On Friday, February 24, 2017, KEI hosted a meeting exploring compulsory licensing in the United States.
Title: History, Experiences, and Prospects of Compulsory Licensing on Medical Patents in the United States
Date: Friday February 24, 2017
Location: Kaiser Permanente Center for Total Health
700 Second St. NE (near Union Station)
Washington, DC 20002
A full agenda, with speaker names and the time for the panels, is available here:
The event featured presentations and roundtable discussions on the following topics:
- A review of all U.S. legislation proposed, enacted and/or repealed on the compulsory licensing of patents from the 19th Century to the present.
- A discussion of the compulsory licensing of patents under 28 USC 1498(a), the statute that covers use of patents “by or for the United States without license of the owner.”
- A discussion of the non-voluntary use of patents in court cases involving requests for permanent injunctions as a remedy to infringement, under the standards set out in the by the U.S. Supreme Court in eBay Inc. v. MercExchange, L.L.C., 547 U.S. 388 (2006) .

*Activity 1*
Transcribe the stretch of the event notice from "On Friday, February" through "(near Union Station)".
*Activity 2*
In two sentences, summarize the event notice.
*Activity 3*
Name every topic the event notice says the presentations and roundtable discussions covered.
The items that come after this event notice are separate material.

*Information given*
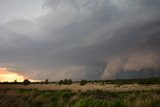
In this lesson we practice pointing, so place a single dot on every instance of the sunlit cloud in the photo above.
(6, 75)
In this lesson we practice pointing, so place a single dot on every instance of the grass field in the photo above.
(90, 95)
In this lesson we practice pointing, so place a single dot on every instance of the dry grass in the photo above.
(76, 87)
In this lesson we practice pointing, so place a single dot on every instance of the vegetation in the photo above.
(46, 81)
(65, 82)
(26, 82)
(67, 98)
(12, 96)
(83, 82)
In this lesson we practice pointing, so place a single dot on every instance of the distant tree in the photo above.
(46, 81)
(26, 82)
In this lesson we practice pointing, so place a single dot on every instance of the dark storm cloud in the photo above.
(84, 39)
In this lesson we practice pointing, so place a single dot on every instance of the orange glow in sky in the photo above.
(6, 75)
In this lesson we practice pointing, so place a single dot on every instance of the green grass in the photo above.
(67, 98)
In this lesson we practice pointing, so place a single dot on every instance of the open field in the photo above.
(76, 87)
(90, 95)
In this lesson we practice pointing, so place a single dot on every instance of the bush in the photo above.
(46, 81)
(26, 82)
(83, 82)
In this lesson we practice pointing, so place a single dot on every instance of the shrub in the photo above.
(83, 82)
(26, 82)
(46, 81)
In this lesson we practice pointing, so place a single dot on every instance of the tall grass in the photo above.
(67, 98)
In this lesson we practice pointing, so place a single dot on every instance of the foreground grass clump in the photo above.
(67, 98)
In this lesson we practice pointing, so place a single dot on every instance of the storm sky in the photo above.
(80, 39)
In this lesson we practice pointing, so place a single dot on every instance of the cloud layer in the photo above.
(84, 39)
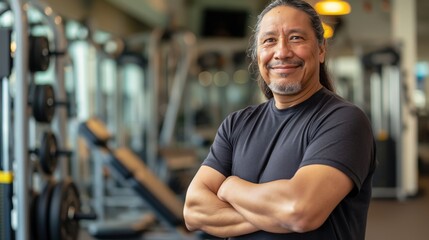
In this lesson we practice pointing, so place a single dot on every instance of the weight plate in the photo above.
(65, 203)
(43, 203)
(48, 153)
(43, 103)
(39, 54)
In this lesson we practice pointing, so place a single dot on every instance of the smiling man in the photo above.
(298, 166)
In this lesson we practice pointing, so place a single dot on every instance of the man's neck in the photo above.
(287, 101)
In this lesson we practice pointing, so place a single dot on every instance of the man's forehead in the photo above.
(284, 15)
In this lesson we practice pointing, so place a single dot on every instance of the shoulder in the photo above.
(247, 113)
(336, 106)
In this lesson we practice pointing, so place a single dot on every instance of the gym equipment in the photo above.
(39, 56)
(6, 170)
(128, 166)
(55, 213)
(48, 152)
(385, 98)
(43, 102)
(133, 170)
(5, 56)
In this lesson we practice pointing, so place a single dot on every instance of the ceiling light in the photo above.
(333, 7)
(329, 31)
---
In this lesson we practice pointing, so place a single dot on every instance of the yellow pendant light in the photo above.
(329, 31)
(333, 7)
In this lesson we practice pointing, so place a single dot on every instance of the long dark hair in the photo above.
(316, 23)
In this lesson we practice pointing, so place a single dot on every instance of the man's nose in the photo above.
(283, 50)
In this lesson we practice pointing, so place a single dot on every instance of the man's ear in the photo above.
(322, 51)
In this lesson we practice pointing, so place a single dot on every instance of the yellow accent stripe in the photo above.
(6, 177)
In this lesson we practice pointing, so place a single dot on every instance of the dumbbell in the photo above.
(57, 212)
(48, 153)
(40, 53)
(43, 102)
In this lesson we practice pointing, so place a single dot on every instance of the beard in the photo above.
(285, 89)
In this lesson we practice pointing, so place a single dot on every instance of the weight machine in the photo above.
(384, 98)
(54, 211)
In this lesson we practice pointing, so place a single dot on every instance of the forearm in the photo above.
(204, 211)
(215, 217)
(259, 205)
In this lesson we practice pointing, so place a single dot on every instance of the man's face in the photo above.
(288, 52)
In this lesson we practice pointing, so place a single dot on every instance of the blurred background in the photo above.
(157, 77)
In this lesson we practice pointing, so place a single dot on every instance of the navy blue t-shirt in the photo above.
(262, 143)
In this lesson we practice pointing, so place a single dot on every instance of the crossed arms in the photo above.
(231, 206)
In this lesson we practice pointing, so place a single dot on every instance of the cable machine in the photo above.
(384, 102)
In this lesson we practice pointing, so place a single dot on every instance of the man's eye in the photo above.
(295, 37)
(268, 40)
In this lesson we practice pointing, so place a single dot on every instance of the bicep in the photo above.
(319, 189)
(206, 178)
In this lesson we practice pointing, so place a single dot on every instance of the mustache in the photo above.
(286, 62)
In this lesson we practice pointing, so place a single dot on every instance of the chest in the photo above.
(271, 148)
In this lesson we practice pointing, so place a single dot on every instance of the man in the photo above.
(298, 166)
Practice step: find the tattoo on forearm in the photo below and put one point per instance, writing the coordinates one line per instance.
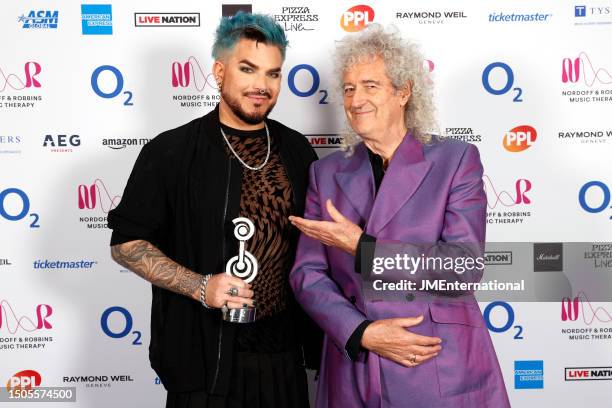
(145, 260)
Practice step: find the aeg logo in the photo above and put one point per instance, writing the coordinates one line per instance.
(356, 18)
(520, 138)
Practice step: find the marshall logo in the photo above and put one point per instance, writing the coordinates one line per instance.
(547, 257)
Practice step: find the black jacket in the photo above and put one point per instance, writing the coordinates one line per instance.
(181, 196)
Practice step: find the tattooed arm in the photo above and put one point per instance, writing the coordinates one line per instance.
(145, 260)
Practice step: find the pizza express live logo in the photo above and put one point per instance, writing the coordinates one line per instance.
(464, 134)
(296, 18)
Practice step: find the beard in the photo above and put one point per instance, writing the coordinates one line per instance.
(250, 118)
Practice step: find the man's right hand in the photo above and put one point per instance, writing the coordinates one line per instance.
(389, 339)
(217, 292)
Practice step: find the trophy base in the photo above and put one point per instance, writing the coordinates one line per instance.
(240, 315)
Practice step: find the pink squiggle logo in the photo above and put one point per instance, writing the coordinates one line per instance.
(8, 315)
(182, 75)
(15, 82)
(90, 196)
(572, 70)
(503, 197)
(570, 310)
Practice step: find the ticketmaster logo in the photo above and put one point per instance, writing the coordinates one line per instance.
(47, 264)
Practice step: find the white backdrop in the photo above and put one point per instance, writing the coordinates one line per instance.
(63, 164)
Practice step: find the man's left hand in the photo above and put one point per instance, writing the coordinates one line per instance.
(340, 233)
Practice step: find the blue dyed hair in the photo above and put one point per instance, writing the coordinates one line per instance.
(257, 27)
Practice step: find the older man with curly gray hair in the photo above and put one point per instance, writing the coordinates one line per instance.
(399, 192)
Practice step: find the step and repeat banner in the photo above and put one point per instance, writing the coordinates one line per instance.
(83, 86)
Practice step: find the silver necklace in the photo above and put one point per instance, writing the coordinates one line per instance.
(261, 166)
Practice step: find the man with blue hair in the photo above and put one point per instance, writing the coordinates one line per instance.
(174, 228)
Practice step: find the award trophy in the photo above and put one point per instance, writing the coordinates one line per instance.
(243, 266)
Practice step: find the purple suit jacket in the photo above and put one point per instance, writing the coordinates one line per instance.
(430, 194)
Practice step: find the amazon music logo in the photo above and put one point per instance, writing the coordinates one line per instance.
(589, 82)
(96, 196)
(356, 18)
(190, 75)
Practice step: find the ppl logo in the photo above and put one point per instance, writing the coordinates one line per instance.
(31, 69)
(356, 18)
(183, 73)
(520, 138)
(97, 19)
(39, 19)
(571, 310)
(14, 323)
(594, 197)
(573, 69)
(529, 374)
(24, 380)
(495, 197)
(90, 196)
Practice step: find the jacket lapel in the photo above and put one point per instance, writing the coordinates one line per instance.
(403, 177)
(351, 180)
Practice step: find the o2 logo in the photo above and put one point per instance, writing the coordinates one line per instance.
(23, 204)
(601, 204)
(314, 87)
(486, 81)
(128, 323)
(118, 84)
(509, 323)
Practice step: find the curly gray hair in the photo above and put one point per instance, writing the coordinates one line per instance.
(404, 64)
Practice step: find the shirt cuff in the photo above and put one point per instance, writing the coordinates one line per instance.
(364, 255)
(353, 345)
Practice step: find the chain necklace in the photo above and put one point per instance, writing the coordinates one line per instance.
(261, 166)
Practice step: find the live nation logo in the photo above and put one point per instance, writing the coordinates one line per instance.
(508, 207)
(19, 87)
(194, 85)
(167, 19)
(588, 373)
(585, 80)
--
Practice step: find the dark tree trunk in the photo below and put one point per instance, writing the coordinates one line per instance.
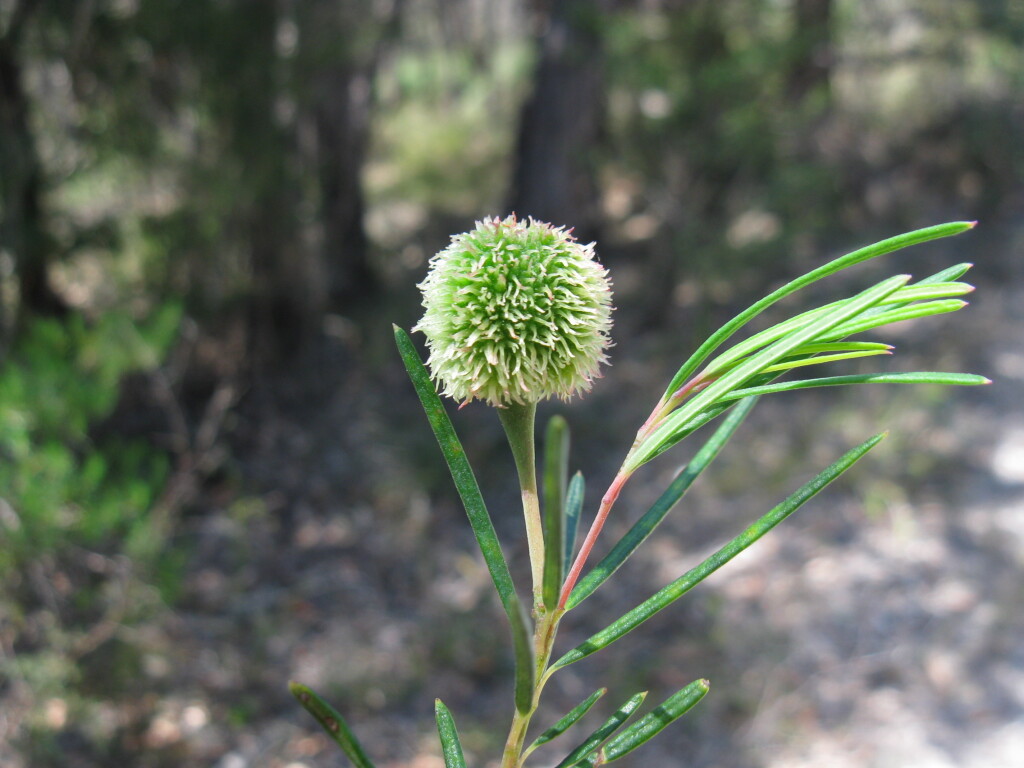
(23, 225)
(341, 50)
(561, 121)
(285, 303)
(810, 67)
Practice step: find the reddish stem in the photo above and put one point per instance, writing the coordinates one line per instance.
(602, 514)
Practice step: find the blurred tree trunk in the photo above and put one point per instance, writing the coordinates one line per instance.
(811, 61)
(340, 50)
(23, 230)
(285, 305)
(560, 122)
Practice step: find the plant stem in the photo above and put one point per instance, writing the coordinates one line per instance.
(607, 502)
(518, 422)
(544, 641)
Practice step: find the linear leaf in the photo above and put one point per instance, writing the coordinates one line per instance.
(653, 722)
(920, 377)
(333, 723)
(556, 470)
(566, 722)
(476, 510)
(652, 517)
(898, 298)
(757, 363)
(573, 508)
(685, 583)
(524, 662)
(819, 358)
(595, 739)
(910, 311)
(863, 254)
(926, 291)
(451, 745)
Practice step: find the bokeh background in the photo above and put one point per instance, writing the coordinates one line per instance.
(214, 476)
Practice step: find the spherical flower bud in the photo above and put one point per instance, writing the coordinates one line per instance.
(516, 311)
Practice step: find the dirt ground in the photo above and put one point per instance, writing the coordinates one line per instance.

*Answer section 1*
On Friday, February 24, 2017, KEI hosted a meeting exploring compulsory licensing in the United States.
Title: History, Experiences, and Prospects of Compulsory Licensing on Medical Patents in the United States
Date: Friday February 24, 2017
Location: Kaiser Permanente Center for Total Health
700 Second St. NE (near Union Station)

*Answer section 2*
On Friday, February 24, 2017, KEI hosted a meeting on the history, experiences, and prospects of compulsory licensing on medical patents in the United States, held at the Kaiser Permanente Center for Total Health in Washington, DC. The event featured presentations and roundtable discussions on U.S. compulsory licensing legislation from the 19th Century to the present, on compulsory licensing under 28 USC 1498(a), and on the non-voluntary use of patents in court cases involving requests for permanent injunctions.

*Answer section 3*
- A review of all U.S. legislation proposed, enacted and/or repealed on the compulsory licensing of patents from the 19th Century to the present
- The compulsory licensing of patents under 28 USC 1498(a), the statute covering use of patents "by or for the United States without license of the owner"
- The non-voluntary use of patents in court cases involving requests for permanent injunctions as a remedy to infringement, under the standards of eBay Inc. v. MercExchange, L.L.C., 547 U.S. 388 (2006)